[Pointing records]
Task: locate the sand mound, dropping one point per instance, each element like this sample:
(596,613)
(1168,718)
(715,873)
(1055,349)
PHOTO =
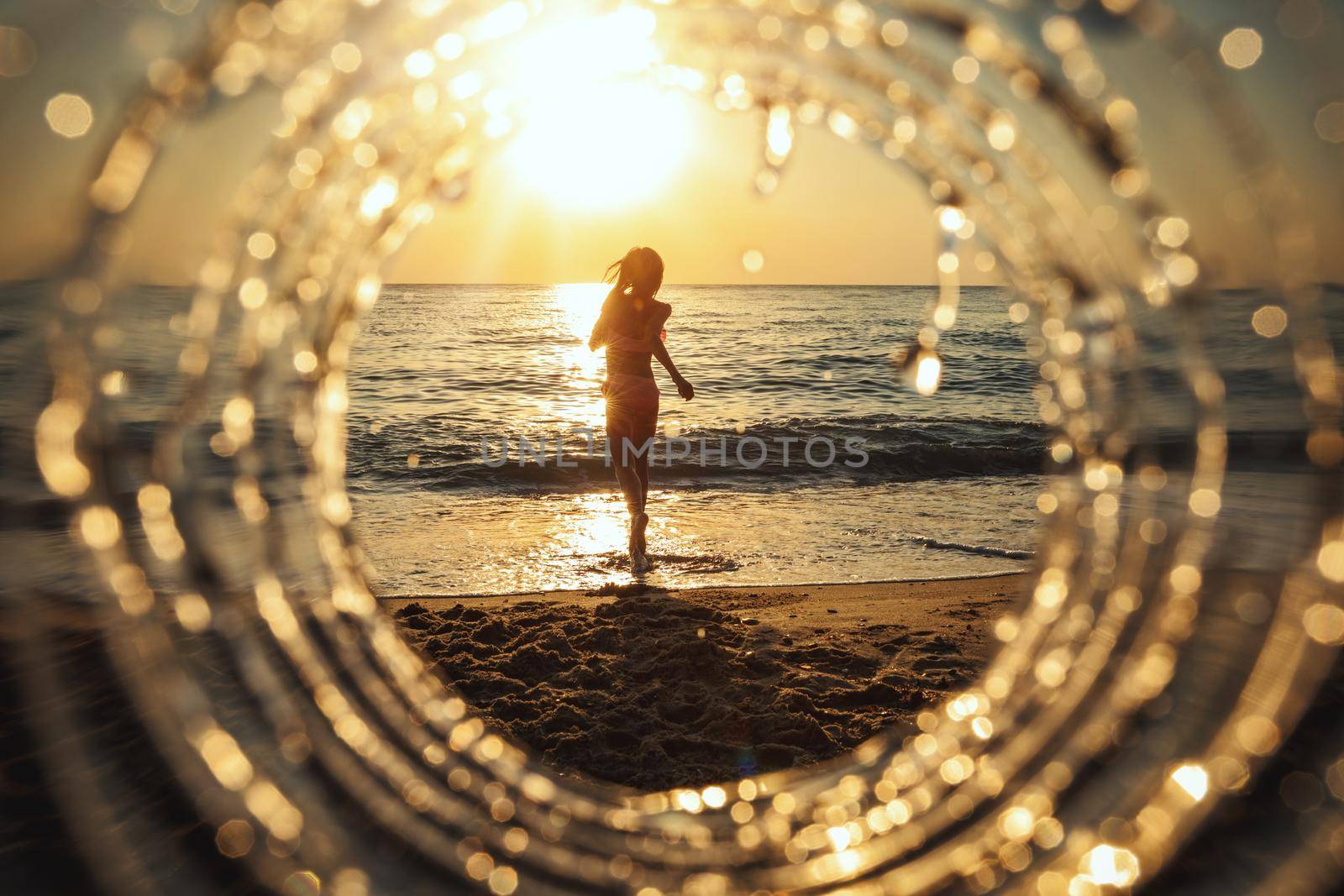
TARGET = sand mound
(656,692)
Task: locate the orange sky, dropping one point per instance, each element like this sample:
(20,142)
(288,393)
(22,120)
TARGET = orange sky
(843,214)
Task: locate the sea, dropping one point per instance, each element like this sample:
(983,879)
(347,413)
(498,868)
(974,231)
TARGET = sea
(477,461)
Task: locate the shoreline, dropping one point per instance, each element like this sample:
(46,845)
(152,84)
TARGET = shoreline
(687,687)
(659,589)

**Task statement**
Rewrite all of the data above with every "TARGET" changed to "LABEL" and nothing else altered. Leave the picture out of your copy.

**Completed exercise**
Task: locate the sand mound, dropping one point per instance, each element like this sample:
(596,613)
(1168,718)
(715,873)
(1055,349)
PHOTO =
LABEL = sand mound
(656,692)
Task: locate the orange sky, dropping one point per instance, each element like this sample:
(20,142)
(288,393)
(22,120)
LABEL = orange sky
(843,214)
Task: locate the sea, dropping one point per instance, each element like this sample:
(983,879)
(347,413)
(498,868)
(974,231)
LABEL = sea
(477,461)
Task: locate the shoreline, dropping one point per instance, each element like this sample:
(46,845)
(152,84)
LABEL = shoreline
(687,687)
(659,589)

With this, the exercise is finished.